▶ **DATA LISTING**:
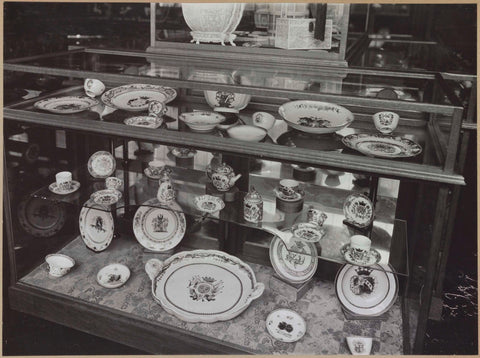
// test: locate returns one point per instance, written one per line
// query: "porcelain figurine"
(253, 206)
(223, 177)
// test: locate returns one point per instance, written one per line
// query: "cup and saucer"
(64, 184)
(359, 251)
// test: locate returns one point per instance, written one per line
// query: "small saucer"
(113, 275)
(55, 189)
(373, 258)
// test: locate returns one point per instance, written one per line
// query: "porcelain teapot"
(223, 177)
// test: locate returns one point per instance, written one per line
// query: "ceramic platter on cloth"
(358, 209)
(286, 325)
(96, 226)
(41, 218)
(297, 265)
(113, 275)
(203, 285)
(66, 105)
(159, 229)
(382, 146)
(366, 291)
(101, 164)
(136, 97)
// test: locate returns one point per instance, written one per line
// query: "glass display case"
(423, 159)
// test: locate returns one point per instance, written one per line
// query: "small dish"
(247, 133)
(59, 265)
(113, 276)
(209, 203)
(54, 188)
(106, 196)
(286, 325)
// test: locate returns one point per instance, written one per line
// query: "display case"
(39, 222)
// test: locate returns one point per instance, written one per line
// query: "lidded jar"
(253, 206)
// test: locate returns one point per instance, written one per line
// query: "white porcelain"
(315, 117)
(297, 264)
(359, 346)
(157, 228)
(386, 122)
(136, 97)
(382, 146)
(286, 325)
(203, 285)
(209, 203)
(93, 87)
(247, 133)
(96, 226)
(366, 291)
(201, 121)
(101, 164)
(66, 104)
(263, 119)
(113, 275)
(59, 265)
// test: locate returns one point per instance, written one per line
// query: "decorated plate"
(286, 325)
(101, 164)
(54, 188)
(67, 104)
(366, 291)
(358, 209)
(315, 117)
(96, 226)
(382, 146)
(203, 285)
(296, 265)
(144, 121)
(40, 217)
(159, 229)
(136, 97)
(113, 275)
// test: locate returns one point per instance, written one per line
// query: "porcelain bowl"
(201, 121)
(247, 133)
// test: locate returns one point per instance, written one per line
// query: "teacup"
(360, 247)
(59, 265)
(93, 87)
(113, 183)
(263, 119)
(386, 122)
(64, 180)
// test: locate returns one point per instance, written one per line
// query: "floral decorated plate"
(67, 104)
(96, 226)
(286, 325)
(296, 265)
(372, 258)
(382, 146)
(209, 203)
(358, 209)
(315, 117)
(203, 285)
(366, 291)
(159, 229)
(113, 275)
(144, 121)
(54, 188)
(101, 164)
(136, 97)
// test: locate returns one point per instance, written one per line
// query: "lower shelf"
(129, 314)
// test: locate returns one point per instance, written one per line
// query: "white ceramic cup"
(59, 265)
(360, 247)
(263, 119)
(63, 180)
(93, 87)
(386, 122)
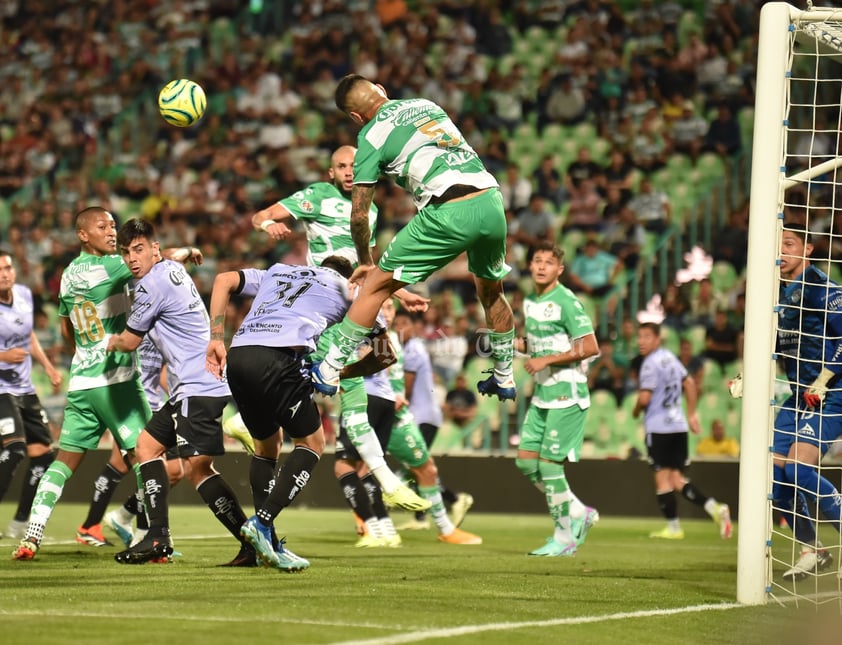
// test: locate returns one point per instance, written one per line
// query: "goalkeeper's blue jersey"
(810, 328)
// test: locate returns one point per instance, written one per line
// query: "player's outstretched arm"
(274, 221)
(39, 355)
(127, 341)
(183, 254)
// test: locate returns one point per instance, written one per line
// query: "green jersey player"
(459, 210)
(104, 389)
(559, 338)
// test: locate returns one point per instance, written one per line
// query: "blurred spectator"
(732, 239)
(704, 304)
(694, 364)
(676, 307)
(584, 212)
(723, 136)
(548, 183)
(535, 223)
(619, 174)
(593, 271)
(652, 207)
(687, 134)
(717, 444)
(567, 103)
(625, 237)
(584, 168)
(648, 147)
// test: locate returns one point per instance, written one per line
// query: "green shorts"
(406, 443)
(121, 408)
(555, 434)
(439, 233)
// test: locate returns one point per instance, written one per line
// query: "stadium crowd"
(645, 82)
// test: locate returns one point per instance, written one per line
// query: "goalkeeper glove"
(735, 386)
(815, 394)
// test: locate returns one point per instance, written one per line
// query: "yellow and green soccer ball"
(182, 102)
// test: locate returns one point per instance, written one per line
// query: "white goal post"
(818, 34)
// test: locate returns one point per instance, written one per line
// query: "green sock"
(502, 351)
(437, 510)
(347, 338)
(558, 499)
(49, 492)
(353, 404)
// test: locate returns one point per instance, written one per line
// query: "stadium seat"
(723, 277)
(713, 378)
(696, 334)
(711, 167)
(669, 338)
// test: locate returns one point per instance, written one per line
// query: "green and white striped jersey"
(94, 295)
(326, 215)
(553, 321)
(415, 142)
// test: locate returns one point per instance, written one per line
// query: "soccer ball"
(182, 102)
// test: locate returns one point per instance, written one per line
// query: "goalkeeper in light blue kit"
(810, 345)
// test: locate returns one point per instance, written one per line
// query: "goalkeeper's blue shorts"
(819, 427)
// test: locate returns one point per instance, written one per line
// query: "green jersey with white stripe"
(415, 142)
(94, 295)
(554, 320)
(326, 214)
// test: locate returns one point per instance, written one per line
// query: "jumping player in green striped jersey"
(559, 336)
(459, 210)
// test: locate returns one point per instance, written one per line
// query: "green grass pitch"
(621, 587)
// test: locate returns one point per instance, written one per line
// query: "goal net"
(796, 179)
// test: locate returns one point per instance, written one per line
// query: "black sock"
(223, 503)
(261, 478)
(10, 458)
(693, 494)
(356, 495)
(668, 505)
(291, 478)
(104, 487)
(156, 488)
(37, 467)
(133, 504)
(375, 495)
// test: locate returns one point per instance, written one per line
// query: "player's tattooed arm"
(361, 198)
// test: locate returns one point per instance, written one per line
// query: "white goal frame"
(768, 185)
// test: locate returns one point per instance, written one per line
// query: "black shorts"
(667, 450)
(381, 416)
(22, 417)
(272, 390)
(196, 420)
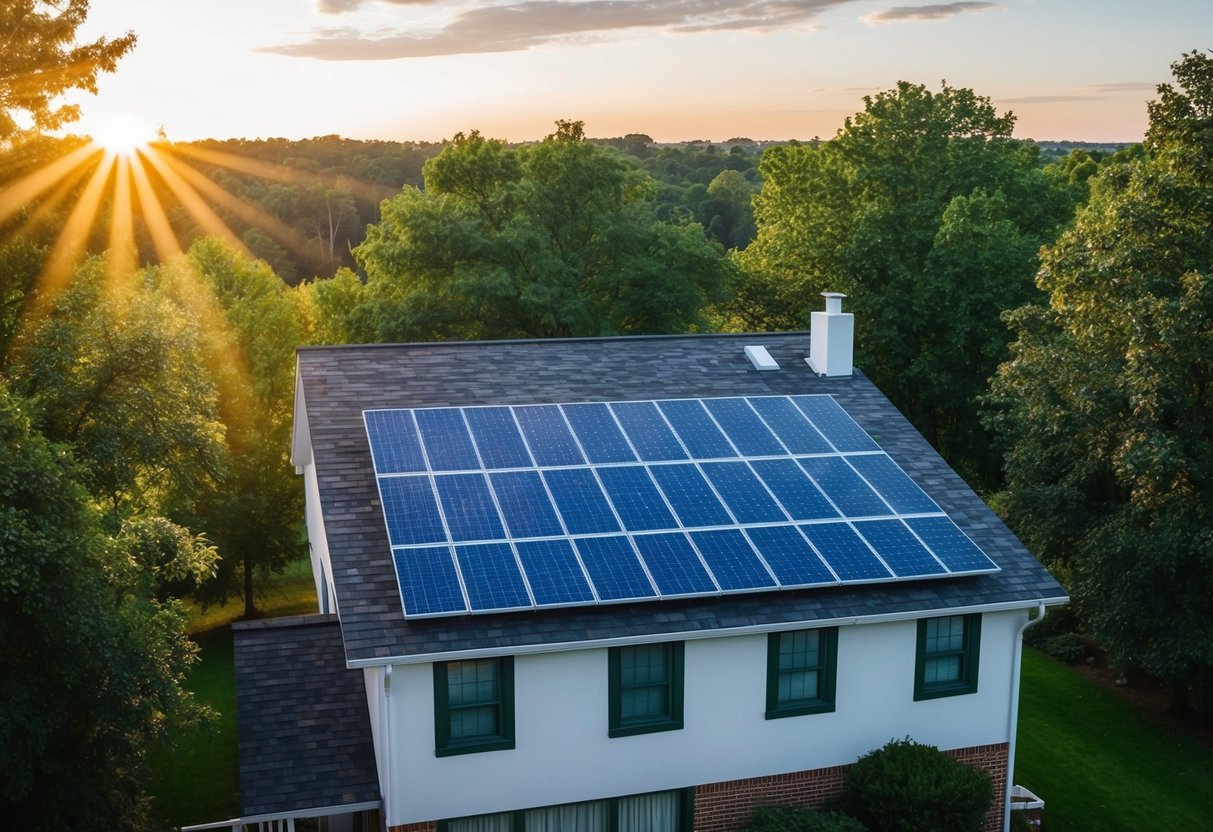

▶ **TASK GOAL**:
Please gather every line of the items above that contains the word "small". Case counts.

▶ **TASK OUTPUT**:
// query: "small saucer"
// query: "small dish"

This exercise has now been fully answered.